=== Task 1 ===
In the Garmin plotter thread below, where did the poster who bought the 541 purchase it?
***** Selected extract
# garmin, which one



## fishingguy (Jan 5, 2006)

Looking to buy a new plotter. Down to two, each are preloaded. One with the inland lakes and the other with the coastal waterways versions. I found a demo for the inland lakes and it has contours, lights, buoys and reefs for erie (along with mosquito). I can't find a demo for the coastal, I am led to believe it has lake erie by some, and others say no. Which is it? Anyone know?


----------



## SPOONFEEDER (Jul 6, 2006)

Not sure on what models your looking at, but I just picked up the 3210. It is listed to have coastal G2 charts, It does have all the details for Lake Erie but not inland laked. At least it did not have Indian Lake charts. Not sure if that helps.


----------



## fishingguy (Jan 5, 2006)

535 has the inland lakes preloaded. It has the contour lines, and buoys and such. It is not G2 vision. The other I can't remember the model, has a 4 in the middle number. It is preloaded with the coastal g2 vision. I really don't know if I need all that fancy stuff. I just want contours mainly. Another plus to the 535 is it also has mosquito on it. I go there a few times every year so I could us it.


----------



## Guiddo (Mar 29, 2005)

I just purchased the 541 - it has the coastal charts, which include Erie - got it at South Shore Marine - they have demo cart that gives you a chance to see it in action


----------
**********
***** Input records
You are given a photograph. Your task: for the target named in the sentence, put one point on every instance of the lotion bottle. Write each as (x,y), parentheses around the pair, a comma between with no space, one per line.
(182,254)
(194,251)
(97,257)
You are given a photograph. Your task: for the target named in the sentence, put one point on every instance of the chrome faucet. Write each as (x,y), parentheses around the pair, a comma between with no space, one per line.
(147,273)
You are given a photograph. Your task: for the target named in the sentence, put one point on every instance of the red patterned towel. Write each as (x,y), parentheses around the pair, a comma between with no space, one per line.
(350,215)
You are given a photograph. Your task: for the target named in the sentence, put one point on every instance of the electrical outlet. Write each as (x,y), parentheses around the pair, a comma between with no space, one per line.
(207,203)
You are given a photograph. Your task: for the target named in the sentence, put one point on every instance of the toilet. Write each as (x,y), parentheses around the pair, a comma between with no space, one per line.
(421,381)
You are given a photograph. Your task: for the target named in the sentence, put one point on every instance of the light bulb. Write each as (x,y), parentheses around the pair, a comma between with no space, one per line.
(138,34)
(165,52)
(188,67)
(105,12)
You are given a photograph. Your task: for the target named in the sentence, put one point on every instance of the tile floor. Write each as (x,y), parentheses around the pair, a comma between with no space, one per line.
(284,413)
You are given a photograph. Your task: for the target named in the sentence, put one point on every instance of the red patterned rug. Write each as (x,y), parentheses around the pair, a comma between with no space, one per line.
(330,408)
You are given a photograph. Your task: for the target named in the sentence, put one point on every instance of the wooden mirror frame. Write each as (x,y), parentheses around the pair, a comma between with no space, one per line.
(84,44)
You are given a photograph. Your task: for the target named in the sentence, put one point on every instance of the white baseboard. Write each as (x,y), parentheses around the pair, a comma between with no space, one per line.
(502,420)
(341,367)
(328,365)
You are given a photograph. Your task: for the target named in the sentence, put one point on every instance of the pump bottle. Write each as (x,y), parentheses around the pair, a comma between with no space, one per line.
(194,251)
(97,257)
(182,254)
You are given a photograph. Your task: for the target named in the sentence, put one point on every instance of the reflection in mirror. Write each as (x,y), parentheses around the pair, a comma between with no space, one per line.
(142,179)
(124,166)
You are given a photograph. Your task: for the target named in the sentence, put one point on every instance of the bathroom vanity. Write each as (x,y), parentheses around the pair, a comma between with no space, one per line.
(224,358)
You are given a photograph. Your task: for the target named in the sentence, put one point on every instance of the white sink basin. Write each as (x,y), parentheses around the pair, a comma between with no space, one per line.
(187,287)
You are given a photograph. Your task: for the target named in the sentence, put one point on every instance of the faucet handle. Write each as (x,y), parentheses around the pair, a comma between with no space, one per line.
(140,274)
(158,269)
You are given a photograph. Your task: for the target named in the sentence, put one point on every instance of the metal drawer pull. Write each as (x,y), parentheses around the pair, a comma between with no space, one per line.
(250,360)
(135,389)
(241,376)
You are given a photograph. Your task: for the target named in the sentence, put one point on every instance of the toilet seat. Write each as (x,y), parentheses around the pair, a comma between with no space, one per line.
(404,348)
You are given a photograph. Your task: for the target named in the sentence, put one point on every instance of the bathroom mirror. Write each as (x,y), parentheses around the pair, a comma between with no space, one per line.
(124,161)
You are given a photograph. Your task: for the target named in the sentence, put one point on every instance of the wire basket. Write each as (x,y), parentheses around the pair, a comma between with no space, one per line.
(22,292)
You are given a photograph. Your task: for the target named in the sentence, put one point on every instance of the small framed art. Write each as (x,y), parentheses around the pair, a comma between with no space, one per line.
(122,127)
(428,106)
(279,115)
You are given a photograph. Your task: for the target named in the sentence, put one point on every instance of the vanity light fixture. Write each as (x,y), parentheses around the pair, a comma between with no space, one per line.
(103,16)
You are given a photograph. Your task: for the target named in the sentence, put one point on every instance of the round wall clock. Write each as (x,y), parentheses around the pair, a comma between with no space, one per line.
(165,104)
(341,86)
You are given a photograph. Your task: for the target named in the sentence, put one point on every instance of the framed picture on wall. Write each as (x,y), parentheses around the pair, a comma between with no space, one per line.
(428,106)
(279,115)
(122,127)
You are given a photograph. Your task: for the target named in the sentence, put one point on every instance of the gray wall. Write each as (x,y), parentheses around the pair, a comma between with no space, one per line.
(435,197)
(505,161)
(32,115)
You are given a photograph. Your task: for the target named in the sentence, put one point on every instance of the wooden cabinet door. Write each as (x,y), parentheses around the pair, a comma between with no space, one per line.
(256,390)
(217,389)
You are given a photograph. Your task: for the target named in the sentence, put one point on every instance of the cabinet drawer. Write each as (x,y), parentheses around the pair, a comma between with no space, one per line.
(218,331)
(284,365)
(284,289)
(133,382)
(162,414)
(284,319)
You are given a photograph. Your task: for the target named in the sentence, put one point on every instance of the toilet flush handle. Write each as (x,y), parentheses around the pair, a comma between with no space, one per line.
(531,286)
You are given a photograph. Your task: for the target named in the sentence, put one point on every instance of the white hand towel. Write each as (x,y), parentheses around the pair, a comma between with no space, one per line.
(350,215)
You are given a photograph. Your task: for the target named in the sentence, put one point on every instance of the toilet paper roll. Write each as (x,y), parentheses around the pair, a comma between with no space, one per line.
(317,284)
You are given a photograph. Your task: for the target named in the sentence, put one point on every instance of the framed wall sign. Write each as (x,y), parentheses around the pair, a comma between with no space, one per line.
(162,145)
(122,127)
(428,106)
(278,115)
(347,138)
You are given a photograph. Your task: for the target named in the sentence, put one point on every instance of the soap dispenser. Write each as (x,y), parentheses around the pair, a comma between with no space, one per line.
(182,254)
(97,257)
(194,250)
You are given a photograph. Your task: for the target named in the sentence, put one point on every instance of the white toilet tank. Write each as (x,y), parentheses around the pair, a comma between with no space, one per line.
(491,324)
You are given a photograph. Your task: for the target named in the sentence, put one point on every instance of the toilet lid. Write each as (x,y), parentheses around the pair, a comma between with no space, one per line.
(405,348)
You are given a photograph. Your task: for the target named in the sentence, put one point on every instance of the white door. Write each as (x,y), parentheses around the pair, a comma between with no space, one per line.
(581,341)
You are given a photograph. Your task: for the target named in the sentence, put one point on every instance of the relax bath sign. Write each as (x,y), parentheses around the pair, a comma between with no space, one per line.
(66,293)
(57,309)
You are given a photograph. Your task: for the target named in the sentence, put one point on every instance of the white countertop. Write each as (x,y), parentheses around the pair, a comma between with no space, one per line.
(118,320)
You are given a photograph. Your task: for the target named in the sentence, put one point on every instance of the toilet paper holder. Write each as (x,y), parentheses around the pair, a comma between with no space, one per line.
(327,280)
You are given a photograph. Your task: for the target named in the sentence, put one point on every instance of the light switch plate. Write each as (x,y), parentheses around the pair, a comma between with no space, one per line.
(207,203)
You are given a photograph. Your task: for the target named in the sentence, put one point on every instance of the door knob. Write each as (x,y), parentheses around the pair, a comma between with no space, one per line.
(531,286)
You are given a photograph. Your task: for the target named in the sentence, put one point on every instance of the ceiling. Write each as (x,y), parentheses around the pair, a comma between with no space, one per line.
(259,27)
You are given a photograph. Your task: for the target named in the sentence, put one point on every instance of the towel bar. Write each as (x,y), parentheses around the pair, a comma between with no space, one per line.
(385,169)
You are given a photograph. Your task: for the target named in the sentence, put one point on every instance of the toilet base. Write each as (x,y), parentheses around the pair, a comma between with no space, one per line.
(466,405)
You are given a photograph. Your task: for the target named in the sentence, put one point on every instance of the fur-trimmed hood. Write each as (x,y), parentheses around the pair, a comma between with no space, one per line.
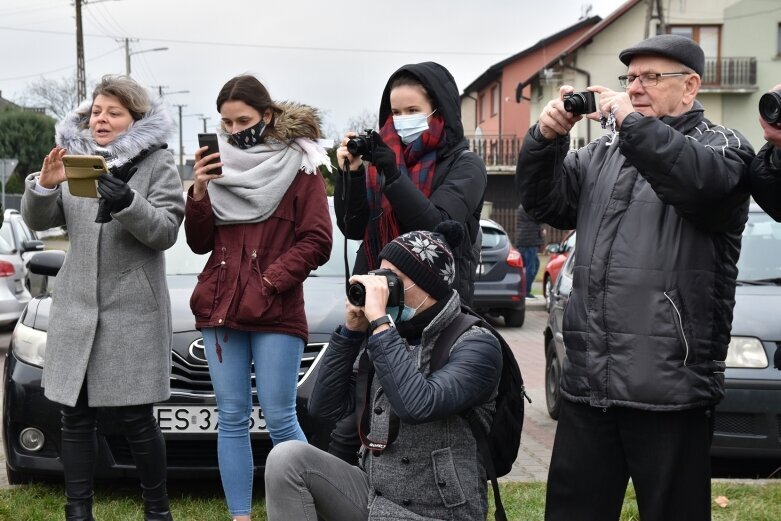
**********
=== Task 2 ===
Count the lines in the records above that contain the string "vanity", and give only that number.

=== Exercise response 1 ===
South Shore Marine

=== Exercise response 2 ===
2